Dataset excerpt

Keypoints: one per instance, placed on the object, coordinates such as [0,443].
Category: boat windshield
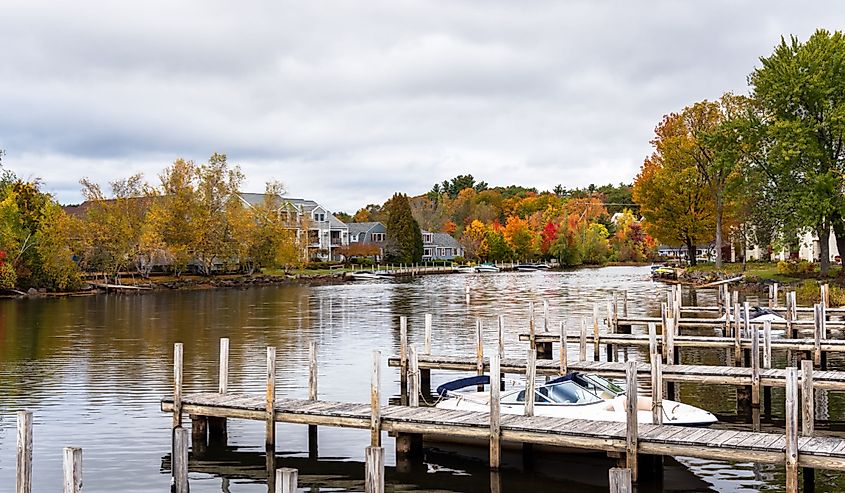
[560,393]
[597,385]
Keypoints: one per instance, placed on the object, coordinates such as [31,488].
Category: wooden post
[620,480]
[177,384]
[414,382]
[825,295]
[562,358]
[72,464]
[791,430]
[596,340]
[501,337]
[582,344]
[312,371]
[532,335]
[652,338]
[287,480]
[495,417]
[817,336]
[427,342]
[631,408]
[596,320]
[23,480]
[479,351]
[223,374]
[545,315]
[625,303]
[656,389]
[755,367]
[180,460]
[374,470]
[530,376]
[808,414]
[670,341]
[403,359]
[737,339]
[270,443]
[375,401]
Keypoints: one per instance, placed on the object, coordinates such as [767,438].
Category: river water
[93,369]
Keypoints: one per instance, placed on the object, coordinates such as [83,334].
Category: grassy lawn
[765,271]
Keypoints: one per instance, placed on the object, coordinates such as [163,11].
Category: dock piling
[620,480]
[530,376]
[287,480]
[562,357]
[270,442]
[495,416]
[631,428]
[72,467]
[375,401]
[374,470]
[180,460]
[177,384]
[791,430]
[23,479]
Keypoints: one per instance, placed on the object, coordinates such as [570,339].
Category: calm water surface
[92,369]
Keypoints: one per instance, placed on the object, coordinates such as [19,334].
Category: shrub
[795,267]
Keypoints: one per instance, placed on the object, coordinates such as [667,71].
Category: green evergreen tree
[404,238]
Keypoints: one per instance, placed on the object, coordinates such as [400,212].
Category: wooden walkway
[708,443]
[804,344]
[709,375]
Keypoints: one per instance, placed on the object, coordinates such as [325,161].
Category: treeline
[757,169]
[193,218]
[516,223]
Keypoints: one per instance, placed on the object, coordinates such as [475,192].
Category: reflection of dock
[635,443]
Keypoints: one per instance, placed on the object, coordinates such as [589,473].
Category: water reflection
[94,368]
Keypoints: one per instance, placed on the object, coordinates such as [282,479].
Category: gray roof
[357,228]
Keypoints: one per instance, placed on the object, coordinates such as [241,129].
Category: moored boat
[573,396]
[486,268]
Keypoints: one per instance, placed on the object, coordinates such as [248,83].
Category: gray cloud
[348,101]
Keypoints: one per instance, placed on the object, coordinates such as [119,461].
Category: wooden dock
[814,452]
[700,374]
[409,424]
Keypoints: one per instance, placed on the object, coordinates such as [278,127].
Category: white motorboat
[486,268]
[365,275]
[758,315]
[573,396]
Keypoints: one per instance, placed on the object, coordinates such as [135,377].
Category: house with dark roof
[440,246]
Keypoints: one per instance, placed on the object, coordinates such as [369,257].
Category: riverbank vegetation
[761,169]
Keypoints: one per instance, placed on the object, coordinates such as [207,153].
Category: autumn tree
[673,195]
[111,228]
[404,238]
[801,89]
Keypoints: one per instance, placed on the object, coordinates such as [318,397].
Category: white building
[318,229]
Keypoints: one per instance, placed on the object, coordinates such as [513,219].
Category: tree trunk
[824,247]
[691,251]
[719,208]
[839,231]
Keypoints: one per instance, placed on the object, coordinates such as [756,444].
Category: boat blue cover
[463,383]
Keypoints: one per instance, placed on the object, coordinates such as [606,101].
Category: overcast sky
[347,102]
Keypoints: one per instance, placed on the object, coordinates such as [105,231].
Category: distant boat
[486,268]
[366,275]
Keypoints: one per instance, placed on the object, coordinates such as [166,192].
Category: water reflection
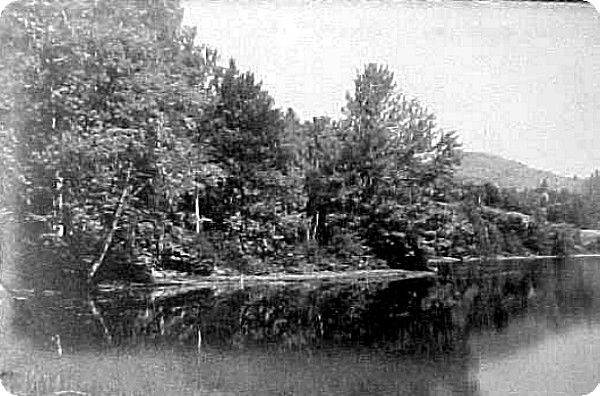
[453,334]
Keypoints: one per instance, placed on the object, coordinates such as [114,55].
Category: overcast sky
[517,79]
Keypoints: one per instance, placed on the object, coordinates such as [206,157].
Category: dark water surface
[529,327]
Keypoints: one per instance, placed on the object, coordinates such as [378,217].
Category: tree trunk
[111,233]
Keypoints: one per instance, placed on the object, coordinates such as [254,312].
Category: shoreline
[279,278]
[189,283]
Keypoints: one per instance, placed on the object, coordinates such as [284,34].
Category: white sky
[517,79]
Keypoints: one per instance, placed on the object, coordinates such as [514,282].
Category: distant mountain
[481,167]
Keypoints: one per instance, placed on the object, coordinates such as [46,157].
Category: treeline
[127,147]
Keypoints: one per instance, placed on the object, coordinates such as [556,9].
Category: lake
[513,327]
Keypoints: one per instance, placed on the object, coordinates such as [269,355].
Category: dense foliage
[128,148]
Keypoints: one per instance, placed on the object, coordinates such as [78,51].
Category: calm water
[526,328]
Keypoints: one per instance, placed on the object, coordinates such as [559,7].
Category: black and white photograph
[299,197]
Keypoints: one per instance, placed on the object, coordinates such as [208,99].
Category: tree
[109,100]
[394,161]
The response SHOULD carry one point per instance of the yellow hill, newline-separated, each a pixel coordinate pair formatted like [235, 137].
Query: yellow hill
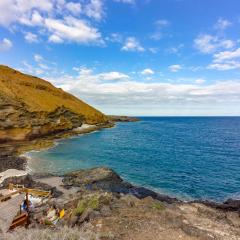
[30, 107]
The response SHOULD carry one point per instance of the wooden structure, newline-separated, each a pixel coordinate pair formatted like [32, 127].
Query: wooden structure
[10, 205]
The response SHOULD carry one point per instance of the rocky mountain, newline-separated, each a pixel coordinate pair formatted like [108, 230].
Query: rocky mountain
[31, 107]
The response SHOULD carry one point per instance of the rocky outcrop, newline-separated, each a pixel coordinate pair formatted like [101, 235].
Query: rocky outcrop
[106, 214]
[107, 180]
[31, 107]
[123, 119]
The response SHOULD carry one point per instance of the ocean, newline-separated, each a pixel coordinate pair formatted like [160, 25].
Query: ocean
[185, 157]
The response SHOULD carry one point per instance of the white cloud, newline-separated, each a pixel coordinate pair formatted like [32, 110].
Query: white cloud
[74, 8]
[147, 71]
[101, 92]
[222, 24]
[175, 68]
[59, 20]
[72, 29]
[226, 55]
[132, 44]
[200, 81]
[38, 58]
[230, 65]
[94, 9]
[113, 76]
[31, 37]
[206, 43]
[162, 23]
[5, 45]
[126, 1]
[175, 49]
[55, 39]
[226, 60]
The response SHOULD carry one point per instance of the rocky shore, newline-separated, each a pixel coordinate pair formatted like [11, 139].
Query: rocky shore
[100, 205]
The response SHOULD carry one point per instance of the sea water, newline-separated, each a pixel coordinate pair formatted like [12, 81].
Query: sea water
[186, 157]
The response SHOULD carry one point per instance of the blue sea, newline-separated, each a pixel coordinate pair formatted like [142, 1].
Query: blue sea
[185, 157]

---

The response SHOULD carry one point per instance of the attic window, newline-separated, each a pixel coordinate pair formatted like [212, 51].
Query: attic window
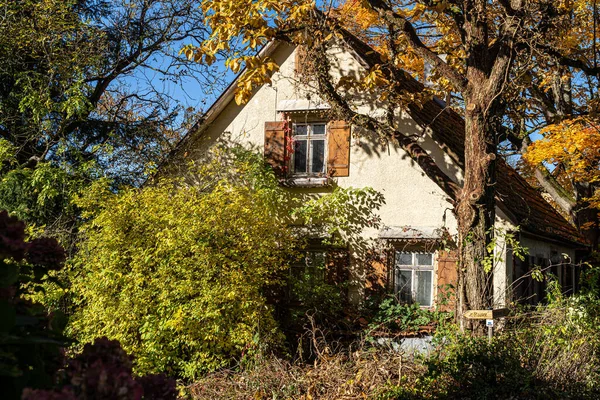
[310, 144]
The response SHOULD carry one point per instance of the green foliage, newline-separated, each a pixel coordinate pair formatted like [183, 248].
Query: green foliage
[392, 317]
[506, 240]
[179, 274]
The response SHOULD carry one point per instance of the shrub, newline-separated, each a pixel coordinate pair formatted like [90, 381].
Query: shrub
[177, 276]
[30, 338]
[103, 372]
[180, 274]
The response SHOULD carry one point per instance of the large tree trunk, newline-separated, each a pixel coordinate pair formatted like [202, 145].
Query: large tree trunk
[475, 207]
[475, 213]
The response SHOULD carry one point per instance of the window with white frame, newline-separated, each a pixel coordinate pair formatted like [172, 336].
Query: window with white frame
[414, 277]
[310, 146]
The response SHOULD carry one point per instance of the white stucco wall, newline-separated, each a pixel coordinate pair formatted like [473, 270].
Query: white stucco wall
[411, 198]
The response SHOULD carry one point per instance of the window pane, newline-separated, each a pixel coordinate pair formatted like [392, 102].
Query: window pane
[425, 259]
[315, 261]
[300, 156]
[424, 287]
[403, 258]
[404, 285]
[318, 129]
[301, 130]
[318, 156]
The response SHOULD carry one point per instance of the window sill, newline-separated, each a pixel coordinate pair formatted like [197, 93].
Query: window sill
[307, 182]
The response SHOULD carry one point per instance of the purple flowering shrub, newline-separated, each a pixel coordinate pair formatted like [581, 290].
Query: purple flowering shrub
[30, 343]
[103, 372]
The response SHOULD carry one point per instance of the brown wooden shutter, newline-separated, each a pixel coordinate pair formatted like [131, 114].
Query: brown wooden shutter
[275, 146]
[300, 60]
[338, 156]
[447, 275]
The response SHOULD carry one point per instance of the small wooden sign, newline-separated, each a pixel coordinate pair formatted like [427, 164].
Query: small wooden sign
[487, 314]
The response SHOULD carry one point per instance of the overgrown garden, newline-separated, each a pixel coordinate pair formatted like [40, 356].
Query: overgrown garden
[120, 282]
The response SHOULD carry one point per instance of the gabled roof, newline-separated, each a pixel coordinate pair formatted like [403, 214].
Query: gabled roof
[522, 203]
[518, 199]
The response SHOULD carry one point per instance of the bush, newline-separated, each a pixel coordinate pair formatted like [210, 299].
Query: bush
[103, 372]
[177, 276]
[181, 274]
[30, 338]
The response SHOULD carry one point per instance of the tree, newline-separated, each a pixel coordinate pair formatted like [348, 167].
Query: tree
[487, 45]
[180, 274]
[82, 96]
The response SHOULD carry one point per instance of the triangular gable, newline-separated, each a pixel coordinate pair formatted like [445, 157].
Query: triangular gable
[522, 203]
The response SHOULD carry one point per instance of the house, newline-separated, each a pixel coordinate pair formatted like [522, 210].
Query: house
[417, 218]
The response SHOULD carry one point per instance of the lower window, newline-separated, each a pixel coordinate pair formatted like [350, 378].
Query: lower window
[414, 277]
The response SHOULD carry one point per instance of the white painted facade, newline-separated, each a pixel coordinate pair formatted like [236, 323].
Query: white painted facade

## [Exercise goal]
Locate each line in the entries above that contains the string "wall" and copy those lines out in full. Matches must have the same letter case.

## [Answer to the problem]
The response SHOULD carry one point per instance of the white stucco wall, newline-separated, each a pixel coordinate pair formatted like [473, 270].
Query: white stucco wall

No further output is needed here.